Texte du document.
★ ★ ★ ★ ★
Un nouvel oiseau y est repéré tous les ans et un mammifère tous les quatre ans: l'Amazonie péruvienne est un foyer de biodiversité, mais ces découvertes peuvent paradoxalement représenter un danger pour ces animaux, car elles sont souvent dues à la déforestation.

Connu comme un pays andin, le Pérou est en fait à plus de 60% amazonien. C'est le havre de 25 000 variétés de plantes - 10% de l'herbier mondial -, le deuxième pays pour les espèces d'oiseaux (1800) et il figure dans les cinq premiers pour les mammifères (515) et reptiles (418).

Ces dernières années, sa population s'est enrichie d'une minigrenouille à tête de feu et pattes bleues (Ranitomeya amazonica), d'un oiseau-mouche à la gorge violette (Heliangelus viola) ou encore d'une «sangsue tyrannosaure» à huit dents (Tyrannobdella reina).

Selon le Fonds mondial pour la nature (WWF), plus de 1200 espèces nouvelles de plantes ou animaux ont été découvertes en 10 ans dans l'Amazonie.

Mais «la majorité de ces découvertes ne se produisent pas lors d'expéditions scientifiques, souvent coûteuses: elles le doivent à l'activité de chantiers d'exploration d'entreprises pétrolières, minières, ou d'exploitation forestière», relève Michael Valqui, du WWF-Perou.

Aussi, paradoxalement, «ce type de découverte met au même moment en péril immédiat l'espère qui se découvre, dans un lieu qui est son unique habitat».

Le Pérou, l'un des pays comptant la plus grande surface forestière (700 000 km2), est aussi un aimant pour l'industrie minière: le nombre de concessions octroyées y a doublé depuis 2006 jusqu'à couvrir 16% du territoire, selon l'Observatoire des conflits miniers.

Parallèlement, le pays se targue, comme à la récente Convention sur la diversité biologique (CBD) de Nagoya, d'être à la pointe de la conservation, avec 15% du territoire classé en aires protégées. «Et nous visons 30%», affirme le ministre de l'Environnement Antonio Brack.

C'est pour la biodiversité et les espèces en marge de ces aires que les écologistes s'inquiètent.

«Nous manquons de signaux clairs pour dire ce que le pays entend faire en terme de défense de sa biodiversité», estime Ivan Lanegra, responsable de l'Environnement à l'influent Office du médiateur public.

«Génétiquement, une entreprise minière ou d'hydrocarbures n'est pas en soi destructrice, la clef est si elle est "propre" ou pas», souligne Gérard Hérail, de l'Institut de recherche et développement de Lima.

Ernesto Raez, directeur du Centre pour l'Environnement durable de l'Université Cayetano Heredia de Lima, rappelle que «le nombre d'espèces qui disparaissent dans le monde est supérieur au nombre d'espèces découvertes. Autrement dit, des espèces disparaissent avant qu'on les découvre».

Pour l'IRD pourtant, «bien plus qu'il y a 10-15 ans, le contexte permet de dessiner des stratégies de conservation de la biodiversité», comme celle menée avec succès sur le poisson amazonien, le païche (Arapaima gigas).

Mais au Pérou, 21 espèces restent en «danger critique» d'extinction selon un décret de 2004, comme le chinchilla à queue courte (Chinchilla brevicaudata) ou la chauve-souris à oreilles épointées (Tompoeas ravus). Le rat aux oreilles en feuilles (phyllotis andinum) aurait déjà disparu.

Le Gecko de Lima (Phyllodactylus sentosus), un minuscule lézard nocturne lui aussi menacé, illustre la relation parfois complexe entre conservation et menace, souligne Valqui.

Le gecko a pour habitat les recoins obscurs des «huacas», sépultures ou sites sacrés préhispaniques dont Lima et la côte regorgent. «Mais le travail d'entretien des archéologues, crucial pour la conservation, est précisément ce qui détruit l'habitat» du gecko et provoque sa perte.
★ ★ ★ ★ ★
Données à examiner.
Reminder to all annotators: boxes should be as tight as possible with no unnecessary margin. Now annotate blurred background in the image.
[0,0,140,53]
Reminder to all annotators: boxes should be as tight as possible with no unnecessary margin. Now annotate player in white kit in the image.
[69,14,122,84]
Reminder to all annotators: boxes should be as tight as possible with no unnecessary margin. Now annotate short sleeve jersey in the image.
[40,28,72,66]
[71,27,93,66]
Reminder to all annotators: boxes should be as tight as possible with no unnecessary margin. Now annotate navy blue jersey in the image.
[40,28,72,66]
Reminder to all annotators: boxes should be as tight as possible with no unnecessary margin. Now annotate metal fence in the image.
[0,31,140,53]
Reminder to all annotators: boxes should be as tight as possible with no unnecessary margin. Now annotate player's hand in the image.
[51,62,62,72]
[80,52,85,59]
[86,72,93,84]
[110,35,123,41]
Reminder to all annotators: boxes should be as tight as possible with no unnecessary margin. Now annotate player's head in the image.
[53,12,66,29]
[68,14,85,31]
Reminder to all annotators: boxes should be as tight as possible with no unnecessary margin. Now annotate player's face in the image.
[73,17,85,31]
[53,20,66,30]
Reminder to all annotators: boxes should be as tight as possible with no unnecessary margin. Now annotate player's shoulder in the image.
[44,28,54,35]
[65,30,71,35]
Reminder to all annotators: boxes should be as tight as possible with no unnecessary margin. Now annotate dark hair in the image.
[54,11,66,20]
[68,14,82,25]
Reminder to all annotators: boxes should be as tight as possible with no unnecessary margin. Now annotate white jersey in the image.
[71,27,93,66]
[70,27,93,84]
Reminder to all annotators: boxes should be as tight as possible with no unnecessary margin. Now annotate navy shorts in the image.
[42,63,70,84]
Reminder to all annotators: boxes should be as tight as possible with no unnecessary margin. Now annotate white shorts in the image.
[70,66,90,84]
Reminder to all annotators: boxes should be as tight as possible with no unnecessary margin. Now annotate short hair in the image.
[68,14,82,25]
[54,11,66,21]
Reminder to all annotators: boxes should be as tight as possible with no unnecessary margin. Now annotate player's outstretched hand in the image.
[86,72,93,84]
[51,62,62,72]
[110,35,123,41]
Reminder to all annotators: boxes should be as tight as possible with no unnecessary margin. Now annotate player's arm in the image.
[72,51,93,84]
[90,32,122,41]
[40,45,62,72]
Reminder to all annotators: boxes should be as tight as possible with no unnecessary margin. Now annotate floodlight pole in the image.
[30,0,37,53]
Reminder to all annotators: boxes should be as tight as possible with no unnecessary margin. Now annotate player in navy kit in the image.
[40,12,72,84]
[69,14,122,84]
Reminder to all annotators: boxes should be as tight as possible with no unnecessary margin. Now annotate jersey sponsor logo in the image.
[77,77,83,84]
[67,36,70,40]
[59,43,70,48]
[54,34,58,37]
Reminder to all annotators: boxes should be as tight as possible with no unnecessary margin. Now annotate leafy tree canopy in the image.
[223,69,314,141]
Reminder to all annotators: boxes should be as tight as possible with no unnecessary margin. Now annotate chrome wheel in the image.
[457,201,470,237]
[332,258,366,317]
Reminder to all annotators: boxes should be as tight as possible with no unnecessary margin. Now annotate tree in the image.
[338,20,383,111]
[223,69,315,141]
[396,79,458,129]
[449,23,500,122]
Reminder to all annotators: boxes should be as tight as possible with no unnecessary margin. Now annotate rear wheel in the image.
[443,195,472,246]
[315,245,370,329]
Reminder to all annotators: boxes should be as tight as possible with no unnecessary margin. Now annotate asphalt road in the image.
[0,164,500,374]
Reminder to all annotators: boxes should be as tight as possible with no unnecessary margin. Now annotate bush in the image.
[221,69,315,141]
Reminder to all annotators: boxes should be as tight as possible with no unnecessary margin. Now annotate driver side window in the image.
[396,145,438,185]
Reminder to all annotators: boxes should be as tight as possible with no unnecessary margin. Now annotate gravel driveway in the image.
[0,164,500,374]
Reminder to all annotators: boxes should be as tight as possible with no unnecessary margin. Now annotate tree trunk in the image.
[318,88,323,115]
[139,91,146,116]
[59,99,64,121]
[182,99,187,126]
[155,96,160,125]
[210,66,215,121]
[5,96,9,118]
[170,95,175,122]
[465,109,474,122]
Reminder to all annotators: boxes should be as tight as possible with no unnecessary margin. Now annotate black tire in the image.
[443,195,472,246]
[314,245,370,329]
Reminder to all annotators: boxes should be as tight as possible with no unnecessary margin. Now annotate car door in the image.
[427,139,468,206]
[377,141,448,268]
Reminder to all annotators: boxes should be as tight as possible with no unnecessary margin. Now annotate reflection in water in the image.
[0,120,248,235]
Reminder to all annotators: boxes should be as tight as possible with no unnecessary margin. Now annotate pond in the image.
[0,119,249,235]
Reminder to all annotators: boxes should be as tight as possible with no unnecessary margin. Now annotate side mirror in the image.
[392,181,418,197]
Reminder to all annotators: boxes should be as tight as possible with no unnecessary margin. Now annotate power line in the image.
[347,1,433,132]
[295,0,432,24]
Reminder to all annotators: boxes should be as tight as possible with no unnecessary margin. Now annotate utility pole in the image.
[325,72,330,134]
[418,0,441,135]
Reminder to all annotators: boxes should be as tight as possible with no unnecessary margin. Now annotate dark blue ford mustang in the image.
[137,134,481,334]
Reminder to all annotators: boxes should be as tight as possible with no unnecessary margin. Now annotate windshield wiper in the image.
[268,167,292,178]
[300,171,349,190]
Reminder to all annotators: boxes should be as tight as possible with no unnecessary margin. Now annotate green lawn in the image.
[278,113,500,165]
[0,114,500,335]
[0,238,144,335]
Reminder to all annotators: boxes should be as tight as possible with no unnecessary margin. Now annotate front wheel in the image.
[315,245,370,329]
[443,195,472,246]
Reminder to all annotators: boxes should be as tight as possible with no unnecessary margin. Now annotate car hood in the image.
★ ★ ★ ★ ★
Consigne de travail 1.
Indiquez si chacune des affirmations suivantes concorde avec le texte sur la biodiversité de l'Amazonie péruvienne. Répondez par oui ou par non, en citant mot pour mot les mots du texte qui tranchent.
(a) Le Pérou est à plus de 60 % amazonien.
(b) Selon le WWF, plus de 1200 espèces nouvelles ont été découvertes en cinq ans dans l'Amazonie.
(c) 15 % du territoire péruvien est classé en aires protégées.
Consigne de travail 2. Transcrivez sans rien changer le passage du texte sur l'Amazonie péruvienne qui commence par les mots contenant « Ernesto Raez, directeur » et se termine par « païche (Arapaima gigas). ».

Réponse 1.
(a) Oui : « le Pérou est en fait à plus de 60% amazonien »
(b) Non : « plus de 1200 espèces nouvelles de plantes ou animaux ont été découvertes en 10 ans dans l'Amazonie »
(c) Oui : « avec 15% du territoire classé en aires protégées »

Réponse 2.
Ernesto Raez, directeur du Centre pour l'Environnement durable de l'Université Cayetano Heredia de Lima, rappelle que «le nombre d'espèces qui disparaissent dans le monde est supérieur au nombre d'espèces découvertes. Autrement dit, des espèces disparaissent avant qu'on les découvre».

Pour l'IRD pourtant, «bien plus qu'il y a 10-15 ans, le contexte permet de dessiner des stratégies de conservation de la biodiversité», comme celle menée avec succès sur le poisson amazonien, le païche (Arapaima gigas).